Start Working data

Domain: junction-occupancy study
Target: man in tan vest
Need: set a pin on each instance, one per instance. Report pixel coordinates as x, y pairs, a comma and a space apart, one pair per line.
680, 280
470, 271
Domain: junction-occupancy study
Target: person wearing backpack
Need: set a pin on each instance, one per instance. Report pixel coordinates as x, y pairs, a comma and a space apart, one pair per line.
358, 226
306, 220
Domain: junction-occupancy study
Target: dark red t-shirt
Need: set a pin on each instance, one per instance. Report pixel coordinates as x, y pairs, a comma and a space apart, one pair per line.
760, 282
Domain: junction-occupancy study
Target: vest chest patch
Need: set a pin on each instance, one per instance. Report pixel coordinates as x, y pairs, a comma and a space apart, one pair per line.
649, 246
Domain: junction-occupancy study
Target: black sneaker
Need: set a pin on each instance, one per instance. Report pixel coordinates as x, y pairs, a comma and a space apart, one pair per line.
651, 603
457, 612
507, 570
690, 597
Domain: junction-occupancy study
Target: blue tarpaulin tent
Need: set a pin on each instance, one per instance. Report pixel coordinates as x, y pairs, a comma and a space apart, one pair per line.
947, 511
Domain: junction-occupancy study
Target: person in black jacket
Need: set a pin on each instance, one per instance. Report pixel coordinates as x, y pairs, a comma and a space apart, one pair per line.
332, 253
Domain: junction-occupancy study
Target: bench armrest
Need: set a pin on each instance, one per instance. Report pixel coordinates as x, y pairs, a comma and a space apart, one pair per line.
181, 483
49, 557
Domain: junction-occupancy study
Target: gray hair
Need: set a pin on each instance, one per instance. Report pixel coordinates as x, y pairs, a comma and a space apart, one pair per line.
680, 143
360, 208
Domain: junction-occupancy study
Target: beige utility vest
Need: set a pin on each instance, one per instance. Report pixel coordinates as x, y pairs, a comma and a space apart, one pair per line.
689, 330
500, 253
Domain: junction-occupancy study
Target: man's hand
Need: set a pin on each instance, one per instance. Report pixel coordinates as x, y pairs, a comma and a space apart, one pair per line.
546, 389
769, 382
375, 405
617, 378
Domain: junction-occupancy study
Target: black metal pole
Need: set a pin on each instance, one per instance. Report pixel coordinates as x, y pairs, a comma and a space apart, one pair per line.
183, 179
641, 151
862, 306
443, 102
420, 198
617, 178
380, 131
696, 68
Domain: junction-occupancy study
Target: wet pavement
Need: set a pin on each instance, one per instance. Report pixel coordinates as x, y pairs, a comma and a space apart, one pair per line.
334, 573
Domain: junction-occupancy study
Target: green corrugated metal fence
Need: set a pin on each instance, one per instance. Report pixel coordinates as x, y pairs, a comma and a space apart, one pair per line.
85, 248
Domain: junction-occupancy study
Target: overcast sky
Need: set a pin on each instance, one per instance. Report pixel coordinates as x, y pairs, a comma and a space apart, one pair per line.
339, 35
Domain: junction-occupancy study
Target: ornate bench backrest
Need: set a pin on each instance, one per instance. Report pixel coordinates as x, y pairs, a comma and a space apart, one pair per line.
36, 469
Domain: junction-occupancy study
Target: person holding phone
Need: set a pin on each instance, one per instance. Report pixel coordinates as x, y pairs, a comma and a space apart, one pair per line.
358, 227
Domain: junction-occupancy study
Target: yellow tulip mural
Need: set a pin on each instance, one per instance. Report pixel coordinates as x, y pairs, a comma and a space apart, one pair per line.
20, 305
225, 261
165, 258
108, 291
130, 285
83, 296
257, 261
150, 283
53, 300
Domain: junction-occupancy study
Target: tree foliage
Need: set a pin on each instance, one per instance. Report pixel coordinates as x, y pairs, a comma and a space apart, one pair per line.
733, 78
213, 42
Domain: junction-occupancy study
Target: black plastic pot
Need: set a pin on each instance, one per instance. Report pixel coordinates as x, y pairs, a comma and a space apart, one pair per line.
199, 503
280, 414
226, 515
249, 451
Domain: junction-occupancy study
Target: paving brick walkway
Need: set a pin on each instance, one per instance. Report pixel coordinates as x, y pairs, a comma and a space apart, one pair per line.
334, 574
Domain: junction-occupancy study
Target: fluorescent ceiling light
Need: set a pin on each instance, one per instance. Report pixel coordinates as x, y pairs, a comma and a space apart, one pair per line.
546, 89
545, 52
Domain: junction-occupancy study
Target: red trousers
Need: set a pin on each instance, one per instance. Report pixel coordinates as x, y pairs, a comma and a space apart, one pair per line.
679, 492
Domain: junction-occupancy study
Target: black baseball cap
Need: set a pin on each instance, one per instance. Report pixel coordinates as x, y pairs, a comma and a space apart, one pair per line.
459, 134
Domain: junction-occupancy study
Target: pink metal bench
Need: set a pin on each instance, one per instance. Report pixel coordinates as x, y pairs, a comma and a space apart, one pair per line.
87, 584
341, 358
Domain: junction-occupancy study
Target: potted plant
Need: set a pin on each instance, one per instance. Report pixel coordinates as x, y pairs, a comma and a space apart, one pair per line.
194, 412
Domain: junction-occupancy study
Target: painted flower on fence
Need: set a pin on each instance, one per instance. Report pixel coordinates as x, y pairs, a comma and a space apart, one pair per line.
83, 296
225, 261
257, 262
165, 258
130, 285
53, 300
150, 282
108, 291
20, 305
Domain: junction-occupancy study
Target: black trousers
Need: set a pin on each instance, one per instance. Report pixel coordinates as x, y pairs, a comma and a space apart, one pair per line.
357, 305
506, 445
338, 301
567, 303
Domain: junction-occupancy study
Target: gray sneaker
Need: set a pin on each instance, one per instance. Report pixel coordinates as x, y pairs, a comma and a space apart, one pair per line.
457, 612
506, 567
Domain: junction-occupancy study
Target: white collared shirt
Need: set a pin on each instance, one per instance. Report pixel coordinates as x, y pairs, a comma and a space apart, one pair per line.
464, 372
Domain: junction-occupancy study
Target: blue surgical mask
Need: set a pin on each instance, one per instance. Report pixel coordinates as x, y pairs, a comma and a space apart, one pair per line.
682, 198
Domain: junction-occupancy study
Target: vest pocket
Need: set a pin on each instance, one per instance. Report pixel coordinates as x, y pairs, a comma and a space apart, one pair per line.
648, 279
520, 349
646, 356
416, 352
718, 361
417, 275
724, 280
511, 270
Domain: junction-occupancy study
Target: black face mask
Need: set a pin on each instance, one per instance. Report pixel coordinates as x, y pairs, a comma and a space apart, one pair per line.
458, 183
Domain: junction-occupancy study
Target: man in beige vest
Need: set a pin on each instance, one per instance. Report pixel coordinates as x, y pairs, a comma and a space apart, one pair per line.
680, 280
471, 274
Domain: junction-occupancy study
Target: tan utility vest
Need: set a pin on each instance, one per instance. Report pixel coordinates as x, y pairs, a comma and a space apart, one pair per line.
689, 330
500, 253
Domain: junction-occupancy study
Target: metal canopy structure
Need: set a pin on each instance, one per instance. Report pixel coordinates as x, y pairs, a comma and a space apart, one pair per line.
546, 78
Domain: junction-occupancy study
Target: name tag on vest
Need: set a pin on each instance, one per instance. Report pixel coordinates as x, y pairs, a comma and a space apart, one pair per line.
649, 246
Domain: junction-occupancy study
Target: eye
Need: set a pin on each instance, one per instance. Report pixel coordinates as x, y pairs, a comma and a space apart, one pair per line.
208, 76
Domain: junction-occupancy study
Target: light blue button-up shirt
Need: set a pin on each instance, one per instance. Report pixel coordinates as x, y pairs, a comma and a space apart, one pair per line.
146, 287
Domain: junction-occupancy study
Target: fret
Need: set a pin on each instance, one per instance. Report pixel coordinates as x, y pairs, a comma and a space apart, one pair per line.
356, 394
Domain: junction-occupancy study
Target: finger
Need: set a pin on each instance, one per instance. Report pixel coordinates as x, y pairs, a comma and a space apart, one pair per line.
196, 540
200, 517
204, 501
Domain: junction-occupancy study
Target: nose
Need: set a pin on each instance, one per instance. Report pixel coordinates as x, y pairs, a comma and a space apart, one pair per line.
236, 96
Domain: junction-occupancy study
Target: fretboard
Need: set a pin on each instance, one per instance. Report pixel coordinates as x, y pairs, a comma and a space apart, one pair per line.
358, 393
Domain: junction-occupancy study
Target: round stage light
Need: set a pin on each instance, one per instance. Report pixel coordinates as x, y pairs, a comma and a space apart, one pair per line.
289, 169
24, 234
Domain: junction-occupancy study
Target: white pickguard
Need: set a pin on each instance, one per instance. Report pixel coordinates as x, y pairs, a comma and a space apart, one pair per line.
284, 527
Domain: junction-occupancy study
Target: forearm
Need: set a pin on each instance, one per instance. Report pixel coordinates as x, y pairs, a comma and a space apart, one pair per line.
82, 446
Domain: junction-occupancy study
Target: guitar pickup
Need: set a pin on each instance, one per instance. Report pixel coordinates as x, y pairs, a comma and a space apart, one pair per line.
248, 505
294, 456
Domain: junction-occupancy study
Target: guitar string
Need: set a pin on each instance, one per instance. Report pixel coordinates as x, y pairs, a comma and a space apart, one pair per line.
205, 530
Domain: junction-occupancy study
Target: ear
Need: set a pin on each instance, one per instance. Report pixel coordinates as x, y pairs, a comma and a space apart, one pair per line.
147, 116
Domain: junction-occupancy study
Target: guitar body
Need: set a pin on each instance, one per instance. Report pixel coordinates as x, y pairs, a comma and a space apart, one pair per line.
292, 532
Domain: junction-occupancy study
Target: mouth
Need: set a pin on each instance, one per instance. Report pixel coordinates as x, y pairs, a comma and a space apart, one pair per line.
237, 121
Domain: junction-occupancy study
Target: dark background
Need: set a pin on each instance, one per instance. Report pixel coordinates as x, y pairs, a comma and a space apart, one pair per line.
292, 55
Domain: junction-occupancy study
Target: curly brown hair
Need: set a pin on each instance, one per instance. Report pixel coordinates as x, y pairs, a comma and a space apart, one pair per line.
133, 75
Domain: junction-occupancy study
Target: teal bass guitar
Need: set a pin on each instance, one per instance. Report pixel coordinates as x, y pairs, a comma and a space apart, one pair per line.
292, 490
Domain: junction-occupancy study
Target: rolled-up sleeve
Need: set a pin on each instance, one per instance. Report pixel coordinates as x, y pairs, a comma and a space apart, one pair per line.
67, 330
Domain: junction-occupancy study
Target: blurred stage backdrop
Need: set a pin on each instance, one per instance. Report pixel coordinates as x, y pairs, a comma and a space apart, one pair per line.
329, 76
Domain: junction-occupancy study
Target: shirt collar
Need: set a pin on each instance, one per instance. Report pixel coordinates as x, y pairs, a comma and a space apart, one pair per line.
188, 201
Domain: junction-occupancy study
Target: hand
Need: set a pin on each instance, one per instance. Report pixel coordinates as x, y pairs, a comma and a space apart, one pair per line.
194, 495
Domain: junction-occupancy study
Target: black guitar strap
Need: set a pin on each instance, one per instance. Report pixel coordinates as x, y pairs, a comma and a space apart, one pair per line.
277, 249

End Working data

▸ **What you should do**
Extract each line of the listing above that contains the string "beige", copying every one unchanged.

▸ **Expected output**
Target: beige utility vest
Target: man in beige vest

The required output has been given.